(Testo di partenza):
Mal d’aria

DI DANTE IAGROSSI

 

Ormai non passa un inverno in cui non si senta parlare di polveri sottili che hanno superato i minimi, di città assediate dallo smog e di persone che risentono di danni gravi, provocati dall’inquinamento atmosferico.

Composizione normale dell’aria
L’aria, il miscuglio di gas che circonda la Terra, è costituita soprattutto da Ossigeno (21%), fondamentale per la respirazione, Azoto (78%), costituente di varie molecole biologiche, che attutisce la sua azione sui viventi.

Il restante 1% è fatto soprattutto di Argo, inerte, in misura minore di Anidride Carbonica e Vapore Acqueo. Ci sono poi polveri molto fini dallo spazio e dal suolo.

(Esplora il materiale):
A. Ricopia dal testo sull'inquinamento dell'aria la parte che si apre con le parole contenenti "Composizione normale dell’aria" e si chiude con "azione sui viventi.".
B. Continua il testo sull'inquinamento dell'aria subito dopo la sua ultima frase.

(Materiale di studio):
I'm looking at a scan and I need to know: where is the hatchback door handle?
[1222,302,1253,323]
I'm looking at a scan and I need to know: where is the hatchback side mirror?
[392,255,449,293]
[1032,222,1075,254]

(Risposte per voce):
A.
Composizione normale dell’aria
L’aria, il miscuglio di gas che circonda la Terra, è costituita soprattutto da Ossigeno (21%), fondamentale per la respirazione, Azoto (78%), costituente di varie molecole biologiche, che attutisce la sua azione sui viventi.

B.
Sostanze inquinanti pericolose
Purtroppo per le industrie, traffico, riscaldamento e incendi, entrano nell’aria anche varie sostanze pericolose:
Ossidi di Azoto, da combustioni ad alte temperature, che aumentano l’acidità del terreno, compromettendone la fertilità e irritando le vie respiratorie.
Anidride Solforosa, molto velenosa che, con l’umidità, determina le piogge acide.

Ozono, che in alto costituisce uno schermo protettivo dalle radiazioni UV, ma prodotto da attività umane danneggia le persone e le piante.
Ammoniaca, che serve nella produzione di fertilizzanti e che si trova in letami animali. Oltre a rendere acido il terreno, causa la proliferazione di alghe in corsi d’acqua (eutrofizzazione).

Particolato atmosferico, distinto in PM10 e PM2,5, per le dimensioni in micron (millesimo di millimetro) delle particelle generate soprattutto da traffico e industrie.

Metalli pesanti, (Piombo, Cadmio, Manganese e Nichel), che si aggiungono alle particelle in aria.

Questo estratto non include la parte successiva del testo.